* **WHAT IS NEEDED**:
Reproduce the listing from the line with "Where can you find the bush?" to the line with "point(491, 216)", changing each "bush" to "hedge" and keeping everything else the same.
-- -- --
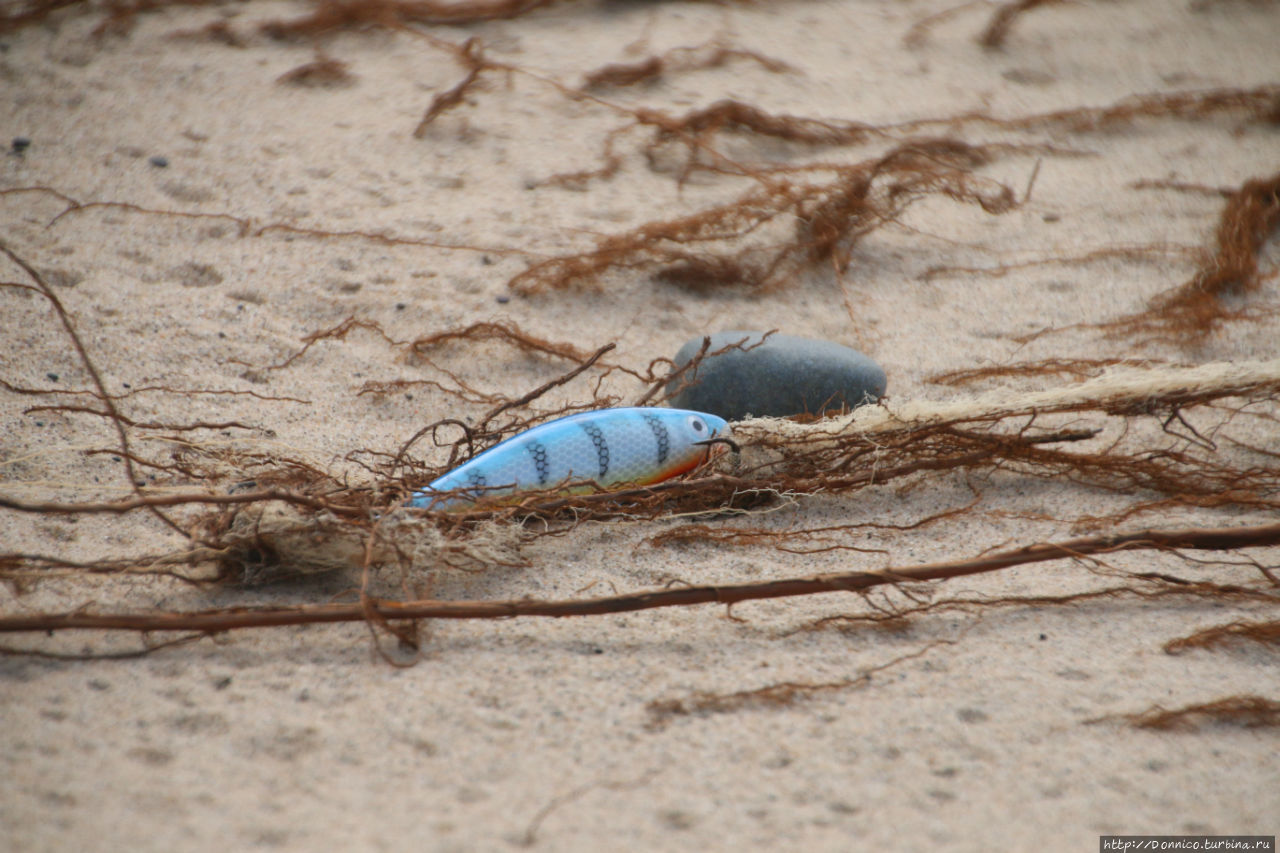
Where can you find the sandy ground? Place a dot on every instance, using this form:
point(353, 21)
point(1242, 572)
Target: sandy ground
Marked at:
point(539, 731)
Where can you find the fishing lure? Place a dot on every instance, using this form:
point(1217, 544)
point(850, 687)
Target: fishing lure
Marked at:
point(607, 446)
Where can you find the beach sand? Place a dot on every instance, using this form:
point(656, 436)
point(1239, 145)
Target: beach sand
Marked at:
point(199, 218)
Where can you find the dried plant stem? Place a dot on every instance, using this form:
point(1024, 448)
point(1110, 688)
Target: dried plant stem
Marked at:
point(1120, 391)
point(229, 619)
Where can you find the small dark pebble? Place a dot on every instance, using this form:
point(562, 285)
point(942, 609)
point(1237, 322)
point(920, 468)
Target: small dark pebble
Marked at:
point(784, 375)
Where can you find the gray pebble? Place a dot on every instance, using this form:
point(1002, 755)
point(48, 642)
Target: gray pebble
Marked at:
point(785, 375)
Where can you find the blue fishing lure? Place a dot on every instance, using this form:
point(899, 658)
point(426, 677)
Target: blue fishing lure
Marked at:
point(607, 447)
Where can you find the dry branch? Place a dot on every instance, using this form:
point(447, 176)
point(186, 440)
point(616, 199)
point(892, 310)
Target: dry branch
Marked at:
point(224, 619)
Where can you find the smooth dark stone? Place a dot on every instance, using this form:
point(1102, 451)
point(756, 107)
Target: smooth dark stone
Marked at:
point(785, 375)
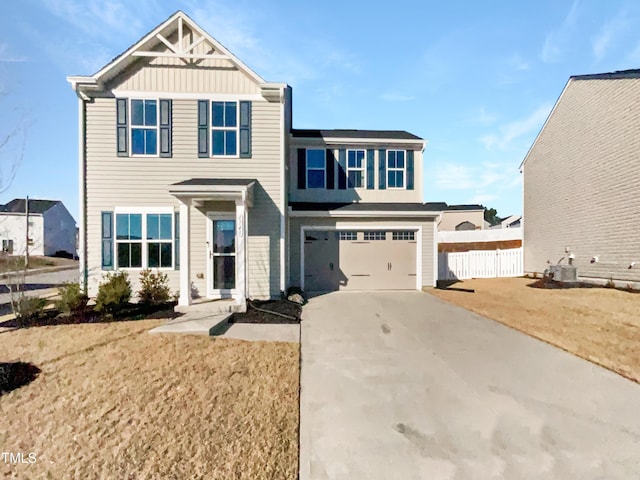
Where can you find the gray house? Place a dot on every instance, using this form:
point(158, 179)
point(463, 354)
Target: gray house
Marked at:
point(581, 180)
point(191, 165)
point(51, 228)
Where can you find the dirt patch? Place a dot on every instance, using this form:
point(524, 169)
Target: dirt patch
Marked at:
point(113, 401)
point(259, 312)
point(599, 324)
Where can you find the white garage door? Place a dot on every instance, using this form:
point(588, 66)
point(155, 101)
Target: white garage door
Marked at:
point(360, 260)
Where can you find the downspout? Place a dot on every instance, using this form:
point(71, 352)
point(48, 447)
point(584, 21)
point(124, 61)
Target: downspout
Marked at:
point(82, 176)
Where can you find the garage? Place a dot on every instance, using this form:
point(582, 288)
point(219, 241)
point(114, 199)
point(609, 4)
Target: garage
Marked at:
point(384, 259)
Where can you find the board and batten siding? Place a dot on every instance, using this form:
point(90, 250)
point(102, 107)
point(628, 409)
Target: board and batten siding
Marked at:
point(355, 194)
point(581, 182)
point(114, 181)
point(428, 239)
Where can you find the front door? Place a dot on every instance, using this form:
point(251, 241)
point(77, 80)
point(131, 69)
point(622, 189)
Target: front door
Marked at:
point(222, 256)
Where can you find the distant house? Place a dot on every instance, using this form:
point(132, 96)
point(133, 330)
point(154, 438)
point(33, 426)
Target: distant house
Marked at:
point(52, 229)
point(460, 217)
point(580, 180)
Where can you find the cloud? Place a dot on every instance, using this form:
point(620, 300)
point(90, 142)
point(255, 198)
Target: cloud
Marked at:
point(7, 57)
point(608, 34)
point(556, 41)
point(510, 132)
point(396, 97)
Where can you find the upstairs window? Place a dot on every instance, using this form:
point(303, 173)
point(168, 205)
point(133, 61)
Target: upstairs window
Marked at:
point(395, 168)
point(224, 129)
point(355, 168)
point(316, 168)
point(144, 127)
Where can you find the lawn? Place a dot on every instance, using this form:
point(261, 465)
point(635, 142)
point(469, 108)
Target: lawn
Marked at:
point(599, 324)
point(114, 401)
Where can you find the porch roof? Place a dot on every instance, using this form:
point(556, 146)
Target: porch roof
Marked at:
point(222, 189)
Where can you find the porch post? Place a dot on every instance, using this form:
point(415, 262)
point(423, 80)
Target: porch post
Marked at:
point(185, 250)
point(241, 235)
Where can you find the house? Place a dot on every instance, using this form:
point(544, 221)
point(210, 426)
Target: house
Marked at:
point(581, 178)
point(52, 229)
point(190, 164)
point(460, 217)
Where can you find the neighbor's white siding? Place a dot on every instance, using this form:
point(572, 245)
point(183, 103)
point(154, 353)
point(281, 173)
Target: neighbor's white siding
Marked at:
point(581, 181)
point(13, 226)
point(428, 240)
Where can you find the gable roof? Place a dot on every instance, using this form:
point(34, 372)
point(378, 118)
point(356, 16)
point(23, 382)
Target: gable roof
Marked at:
point(352, 133)
point(617, 75)
point(150, 40)
point(17, 205)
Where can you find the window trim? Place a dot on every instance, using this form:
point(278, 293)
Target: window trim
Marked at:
point(362, 170)
point(144, 127)
point(224, 129)
point(396, 169)
point(307, 168)
point(144, 211)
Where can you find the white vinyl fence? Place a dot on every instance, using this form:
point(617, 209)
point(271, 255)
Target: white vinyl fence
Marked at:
point(481, 264)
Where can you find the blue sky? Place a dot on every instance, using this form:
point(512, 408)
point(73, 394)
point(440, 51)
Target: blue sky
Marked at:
point(475, 79)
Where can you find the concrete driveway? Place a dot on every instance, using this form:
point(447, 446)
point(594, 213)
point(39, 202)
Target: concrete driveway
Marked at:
point(406, 386)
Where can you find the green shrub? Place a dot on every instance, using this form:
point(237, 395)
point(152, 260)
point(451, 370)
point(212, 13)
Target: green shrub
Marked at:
point(114, 293)
point(26, 308)
point(72, 299)
point(154, 288)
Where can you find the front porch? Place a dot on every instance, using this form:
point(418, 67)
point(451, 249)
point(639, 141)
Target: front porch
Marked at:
point(224, 204)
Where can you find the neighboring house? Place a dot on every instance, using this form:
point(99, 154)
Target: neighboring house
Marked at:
point(52, 229)
point(461, 217)
point(581, 178)
point(190, 165)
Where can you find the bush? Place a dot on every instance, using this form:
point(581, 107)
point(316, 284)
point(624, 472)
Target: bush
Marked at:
point(154, 288)
point(26, 308)
point(114, 293)
point(72, 299)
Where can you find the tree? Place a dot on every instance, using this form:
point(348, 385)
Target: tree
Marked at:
point(491, 216)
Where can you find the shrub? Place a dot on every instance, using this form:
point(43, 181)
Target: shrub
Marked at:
point(114, 293)
point(27, 308)
point(72, 299)
point(154, 288)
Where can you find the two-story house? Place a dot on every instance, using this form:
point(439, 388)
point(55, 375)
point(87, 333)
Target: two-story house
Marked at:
point(189, 164)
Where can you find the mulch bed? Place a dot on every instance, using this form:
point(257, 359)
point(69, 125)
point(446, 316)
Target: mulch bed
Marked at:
point(280, 306)
point(132, 311)
point(16, 374)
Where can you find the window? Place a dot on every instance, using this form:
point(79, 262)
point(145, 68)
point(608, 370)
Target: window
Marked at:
point(224, 129)
point(395, 168)
point(349, 236)
point(375, 235)
point(355, 168)
point(154, 249)
point(316, 165)
point(404, 235)
point(144, 127)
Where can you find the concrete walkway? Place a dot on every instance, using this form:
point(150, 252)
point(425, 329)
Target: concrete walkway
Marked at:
point(199, 323)
point(406, 386)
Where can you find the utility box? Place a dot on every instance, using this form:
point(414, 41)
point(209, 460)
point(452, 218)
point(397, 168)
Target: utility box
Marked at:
point(564, 273)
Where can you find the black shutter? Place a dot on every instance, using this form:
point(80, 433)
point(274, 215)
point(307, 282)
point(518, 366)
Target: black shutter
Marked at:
point(107, 240)
point(176, 239)
point(331, 169)
point(245, 129)
point(122, 127)
point(370, 170)
point(203, 128)
point(382, 169)
point(342, 169)
point(165, 128)
point(302, 169)
point(409, 169)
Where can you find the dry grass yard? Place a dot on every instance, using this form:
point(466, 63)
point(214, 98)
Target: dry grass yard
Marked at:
point(599, 324)
point(114, 401)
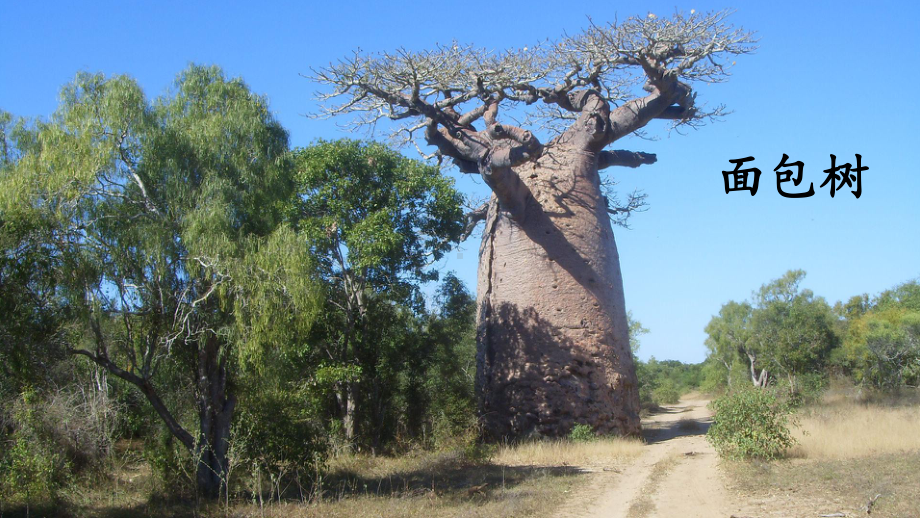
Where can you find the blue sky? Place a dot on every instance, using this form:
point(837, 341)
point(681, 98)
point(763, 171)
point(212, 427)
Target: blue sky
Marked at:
point(829, 77)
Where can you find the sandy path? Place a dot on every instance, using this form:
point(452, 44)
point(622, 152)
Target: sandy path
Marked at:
point(677, 475)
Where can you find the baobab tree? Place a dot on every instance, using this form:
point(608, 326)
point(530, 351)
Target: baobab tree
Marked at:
point(553, 346)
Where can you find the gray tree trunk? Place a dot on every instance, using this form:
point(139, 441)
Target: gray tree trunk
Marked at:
point(553, 338)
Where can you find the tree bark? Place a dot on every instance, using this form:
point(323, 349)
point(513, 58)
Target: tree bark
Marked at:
point(553, 343)
point(215, 413)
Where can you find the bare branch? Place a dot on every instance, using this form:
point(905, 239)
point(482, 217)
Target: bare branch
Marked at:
point(473, 218)
point(623, 158)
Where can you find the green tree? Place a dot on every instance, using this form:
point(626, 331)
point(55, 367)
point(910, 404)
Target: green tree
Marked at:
point(792, 328)
point(729, 341)
point(787, 331)
point(377, 221)
point(166, 220)
point(880, 343)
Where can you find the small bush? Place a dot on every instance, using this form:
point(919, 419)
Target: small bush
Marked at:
point(582, 433)
point(667, 393)
point(750, 423)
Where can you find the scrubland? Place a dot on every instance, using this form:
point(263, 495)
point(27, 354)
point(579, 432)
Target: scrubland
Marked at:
point(854, 451)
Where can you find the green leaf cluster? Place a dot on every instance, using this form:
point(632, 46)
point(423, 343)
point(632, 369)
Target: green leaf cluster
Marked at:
point(750, 423)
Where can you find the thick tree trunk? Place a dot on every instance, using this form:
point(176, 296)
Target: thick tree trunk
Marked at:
point(215, 413)
point(553, 344)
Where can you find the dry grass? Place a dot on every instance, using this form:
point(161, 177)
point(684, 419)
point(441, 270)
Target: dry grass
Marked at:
point(851, 430)
point(849, 451)
point(605, 452)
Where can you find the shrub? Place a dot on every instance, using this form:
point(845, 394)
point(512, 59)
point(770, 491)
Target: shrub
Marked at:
point(31, 465)
point(667, 393)
point(582, 433)
point(750, 423)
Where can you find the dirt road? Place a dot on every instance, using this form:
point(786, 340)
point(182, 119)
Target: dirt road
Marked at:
point(677, 475)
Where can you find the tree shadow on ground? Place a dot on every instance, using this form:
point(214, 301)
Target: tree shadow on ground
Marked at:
point(448, 476)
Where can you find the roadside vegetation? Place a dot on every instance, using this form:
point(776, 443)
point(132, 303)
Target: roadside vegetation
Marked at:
point(197, 319)
point(819, 406)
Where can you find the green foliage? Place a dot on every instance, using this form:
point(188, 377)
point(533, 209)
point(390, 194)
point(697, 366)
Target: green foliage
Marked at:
point(582, 433)
point(667, 392)
point(377, 221)
point(165, 221)
point(664, 382)
point(392, 216)
point(787, 331)
point(32, 468)
point(750, 423)
point(881, 341)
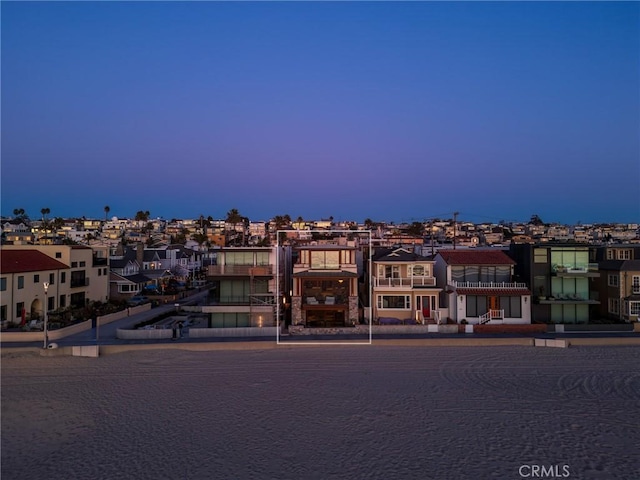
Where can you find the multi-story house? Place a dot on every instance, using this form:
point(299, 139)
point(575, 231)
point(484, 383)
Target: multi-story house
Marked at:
point(325, 285)
point(126, 279)
point(481, 287)
point(619, 289)
point(79, 274)
point(243, 288)
point(560, 276)
point(22, 285)
point(404, 288)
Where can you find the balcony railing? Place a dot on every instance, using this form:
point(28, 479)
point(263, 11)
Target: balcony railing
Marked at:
point(240, 270)
point(484, 285)
point(404, 282)
point(575, 269)
point(79, 282)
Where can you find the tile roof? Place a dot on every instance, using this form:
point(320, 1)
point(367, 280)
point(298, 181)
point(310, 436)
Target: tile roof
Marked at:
point(18, 261)
point(493, 291)
point(476, 257)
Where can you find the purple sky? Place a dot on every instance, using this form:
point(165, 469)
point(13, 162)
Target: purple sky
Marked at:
point(395, 111)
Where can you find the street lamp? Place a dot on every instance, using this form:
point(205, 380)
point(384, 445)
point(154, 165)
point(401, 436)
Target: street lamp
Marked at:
point(46, 302)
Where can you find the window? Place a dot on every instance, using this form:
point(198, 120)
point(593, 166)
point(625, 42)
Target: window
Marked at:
point(476, 305)
point(614, 305)
point(511, 306)
point(396, 302)
point(325, 260)
point(624, 254)
point(540, 255)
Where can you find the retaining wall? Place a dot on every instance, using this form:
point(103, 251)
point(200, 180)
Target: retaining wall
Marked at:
point(143, 334)
point(233, 332)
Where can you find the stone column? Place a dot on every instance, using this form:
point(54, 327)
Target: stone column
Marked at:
point(296, 311)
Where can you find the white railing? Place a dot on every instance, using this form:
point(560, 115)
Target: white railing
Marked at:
point(405, 282)
point(491, 315)
point(513, 285)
-- -- --
* **EXERCISE ANSWER**:
Where can you find the hedge? Place a dot on every instance, using this form:
point(581, 107)
point(316, 284)
point(624, 472)
Target: hedge
Marked at:
point(154, 288)
point(26, 308)
point(114, 293)
point(72, 299)
Where can you find the tree? Place a dot on every instance, using this form:
point(348, 385)
Target: tree
Marked at:
point(491, 216)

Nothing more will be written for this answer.